• [Collected data entries]
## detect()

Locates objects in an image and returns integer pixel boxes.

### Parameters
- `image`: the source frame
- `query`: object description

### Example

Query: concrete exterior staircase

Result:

• [What to work on] Only the data above, repeated exactly, should make up the reply.

• [Task solution]
## detect()

Locates objects in an image and returns integer pixel boxes.

### Parameters
- `image`: the source frame
- `query`: object description

### Example

Query: concrete exterior staircase

Result:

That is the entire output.